[start of Task input]

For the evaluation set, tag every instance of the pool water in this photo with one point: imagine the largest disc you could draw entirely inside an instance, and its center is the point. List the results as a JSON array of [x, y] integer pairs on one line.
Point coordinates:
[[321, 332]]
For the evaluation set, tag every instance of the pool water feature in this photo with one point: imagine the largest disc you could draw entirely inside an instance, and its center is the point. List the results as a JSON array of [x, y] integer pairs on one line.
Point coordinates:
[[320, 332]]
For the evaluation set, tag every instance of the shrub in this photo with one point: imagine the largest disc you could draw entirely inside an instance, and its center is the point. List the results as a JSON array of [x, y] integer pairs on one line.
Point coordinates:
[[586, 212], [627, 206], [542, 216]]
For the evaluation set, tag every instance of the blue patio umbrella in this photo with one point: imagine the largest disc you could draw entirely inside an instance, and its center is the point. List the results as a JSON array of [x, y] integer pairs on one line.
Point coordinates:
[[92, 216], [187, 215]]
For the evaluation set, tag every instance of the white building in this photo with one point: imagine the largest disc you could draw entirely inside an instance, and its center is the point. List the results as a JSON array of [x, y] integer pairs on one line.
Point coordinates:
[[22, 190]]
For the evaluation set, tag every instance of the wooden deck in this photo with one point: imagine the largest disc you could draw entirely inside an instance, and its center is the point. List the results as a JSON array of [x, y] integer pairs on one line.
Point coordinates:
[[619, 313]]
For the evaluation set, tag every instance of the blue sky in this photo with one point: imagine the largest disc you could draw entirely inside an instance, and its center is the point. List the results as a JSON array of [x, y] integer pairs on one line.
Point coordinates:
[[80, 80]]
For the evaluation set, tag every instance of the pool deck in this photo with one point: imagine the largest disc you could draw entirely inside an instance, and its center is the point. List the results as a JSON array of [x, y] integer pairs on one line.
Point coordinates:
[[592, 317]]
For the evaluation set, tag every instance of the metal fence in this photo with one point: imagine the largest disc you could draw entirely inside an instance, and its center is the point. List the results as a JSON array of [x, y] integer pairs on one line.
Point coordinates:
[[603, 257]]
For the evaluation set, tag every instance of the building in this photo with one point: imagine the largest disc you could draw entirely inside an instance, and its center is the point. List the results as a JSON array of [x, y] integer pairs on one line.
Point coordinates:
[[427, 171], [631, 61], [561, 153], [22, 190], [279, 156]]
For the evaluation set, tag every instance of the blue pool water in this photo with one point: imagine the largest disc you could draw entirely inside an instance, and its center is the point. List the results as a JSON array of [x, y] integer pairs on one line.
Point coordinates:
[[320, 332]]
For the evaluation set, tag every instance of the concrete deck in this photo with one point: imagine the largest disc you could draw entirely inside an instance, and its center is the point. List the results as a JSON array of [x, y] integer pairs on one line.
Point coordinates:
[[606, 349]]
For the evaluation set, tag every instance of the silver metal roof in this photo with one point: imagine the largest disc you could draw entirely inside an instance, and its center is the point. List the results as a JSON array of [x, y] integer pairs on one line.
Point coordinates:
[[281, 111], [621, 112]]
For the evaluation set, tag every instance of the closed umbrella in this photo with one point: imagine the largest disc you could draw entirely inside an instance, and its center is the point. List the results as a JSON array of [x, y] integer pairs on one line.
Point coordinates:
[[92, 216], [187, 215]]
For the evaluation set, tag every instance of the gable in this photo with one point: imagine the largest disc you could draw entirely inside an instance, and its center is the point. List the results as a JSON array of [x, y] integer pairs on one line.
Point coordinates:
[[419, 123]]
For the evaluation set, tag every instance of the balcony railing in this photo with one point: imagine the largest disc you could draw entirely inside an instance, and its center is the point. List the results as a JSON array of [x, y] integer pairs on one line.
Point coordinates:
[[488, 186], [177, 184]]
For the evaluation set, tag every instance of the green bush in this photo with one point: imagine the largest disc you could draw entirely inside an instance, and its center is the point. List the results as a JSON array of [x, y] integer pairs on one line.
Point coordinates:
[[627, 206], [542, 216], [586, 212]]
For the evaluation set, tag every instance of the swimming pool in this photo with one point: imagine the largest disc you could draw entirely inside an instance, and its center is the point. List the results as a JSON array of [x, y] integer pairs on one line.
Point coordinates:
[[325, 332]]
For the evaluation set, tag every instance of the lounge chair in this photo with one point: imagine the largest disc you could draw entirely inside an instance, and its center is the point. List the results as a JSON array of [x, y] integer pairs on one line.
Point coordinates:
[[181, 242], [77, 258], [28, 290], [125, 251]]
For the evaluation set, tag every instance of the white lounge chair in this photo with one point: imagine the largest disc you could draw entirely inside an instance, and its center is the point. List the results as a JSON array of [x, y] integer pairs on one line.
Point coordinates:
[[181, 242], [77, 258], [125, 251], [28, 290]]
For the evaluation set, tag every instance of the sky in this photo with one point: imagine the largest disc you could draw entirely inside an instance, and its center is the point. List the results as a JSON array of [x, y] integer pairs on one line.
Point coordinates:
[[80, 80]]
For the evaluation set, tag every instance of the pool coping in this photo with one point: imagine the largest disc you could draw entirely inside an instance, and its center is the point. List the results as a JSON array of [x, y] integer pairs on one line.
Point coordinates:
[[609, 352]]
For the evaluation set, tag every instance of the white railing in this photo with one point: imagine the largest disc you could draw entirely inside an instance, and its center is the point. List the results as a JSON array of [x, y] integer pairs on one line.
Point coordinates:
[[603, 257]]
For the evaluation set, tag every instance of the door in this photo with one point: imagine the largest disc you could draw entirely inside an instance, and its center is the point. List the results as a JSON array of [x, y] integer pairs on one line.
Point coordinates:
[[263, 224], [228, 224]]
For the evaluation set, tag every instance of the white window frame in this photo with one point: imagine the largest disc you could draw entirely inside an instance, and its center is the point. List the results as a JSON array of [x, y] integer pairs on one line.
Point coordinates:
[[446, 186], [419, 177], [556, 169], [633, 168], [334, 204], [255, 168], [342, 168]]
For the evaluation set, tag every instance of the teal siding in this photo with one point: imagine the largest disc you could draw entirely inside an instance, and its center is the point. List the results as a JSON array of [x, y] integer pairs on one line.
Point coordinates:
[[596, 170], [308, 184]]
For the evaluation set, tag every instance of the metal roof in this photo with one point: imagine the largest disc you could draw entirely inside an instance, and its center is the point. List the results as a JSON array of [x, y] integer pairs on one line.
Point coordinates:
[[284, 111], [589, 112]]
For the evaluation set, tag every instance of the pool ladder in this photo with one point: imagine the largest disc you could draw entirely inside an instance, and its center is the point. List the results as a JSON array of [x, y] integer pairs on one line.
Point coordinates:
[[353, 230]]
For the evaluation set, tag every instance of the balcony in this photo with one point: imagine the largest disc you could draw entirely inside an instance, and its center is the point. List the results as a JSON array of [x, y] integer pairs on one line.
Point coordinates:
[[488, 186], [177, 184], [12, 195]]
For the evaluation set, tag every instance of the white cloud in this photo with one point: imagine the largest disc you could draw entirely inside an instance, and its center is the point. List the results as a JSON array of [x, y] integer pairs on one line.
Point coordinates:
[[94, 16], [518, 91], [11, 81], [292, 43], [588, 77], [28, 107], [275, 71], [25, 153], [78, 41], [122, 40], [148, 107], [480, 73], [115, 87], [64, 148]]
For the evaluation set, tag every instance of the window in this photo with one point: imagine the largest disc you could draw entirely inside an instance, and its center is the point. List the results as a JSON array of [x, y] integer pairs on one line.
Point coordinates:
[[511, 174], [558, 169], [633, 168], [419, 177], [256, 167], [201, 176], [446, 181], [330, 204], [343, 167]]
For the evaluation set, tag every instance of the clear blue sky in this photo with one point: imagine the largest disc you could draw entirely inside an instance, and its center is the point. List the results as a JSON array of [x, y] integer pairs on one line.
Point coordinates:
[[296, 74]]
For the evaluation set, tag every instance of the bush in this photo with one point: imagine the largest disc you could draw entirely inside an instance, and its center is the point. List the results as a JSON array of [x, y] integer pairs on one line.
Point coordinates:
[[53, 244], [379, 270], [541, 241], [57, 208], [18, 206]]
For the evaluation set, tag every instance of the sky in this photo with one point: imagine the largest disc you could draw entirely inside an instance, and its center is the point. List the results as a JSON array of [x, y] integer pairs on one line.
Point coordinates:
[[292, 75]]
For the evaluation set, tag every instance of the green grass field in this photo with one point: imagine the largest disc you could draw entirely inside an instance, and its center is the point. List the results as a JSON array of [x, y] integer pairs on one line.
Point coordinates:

[end of Task input]

Given problem:
Copy verbatim the portion of the data above that begins with the line containing "For the evaluation set, tag every instance of the metal roof" and ends with the line containing "[[353, 230]]", including both of those lines.

Response to this task:
For the evaluation set, tag every instance of the metal roof in this photo with one point: imagine the largest disc you could draw entirely inside an instance, and its center is the point. List the results as a JSON array of [x, y] integer pairs on one line.
Point coordinates:
[[284, 111], [589, 112]]
For the evaluation set, tag every instance of the pool ladder in this photo with one point: imagine the largest disc you could draw entirely inside an instance, and its center is the point. List the results as a JSON array of [x, y] integer pairs on one line.
Point coordinates:
[[353, 230]]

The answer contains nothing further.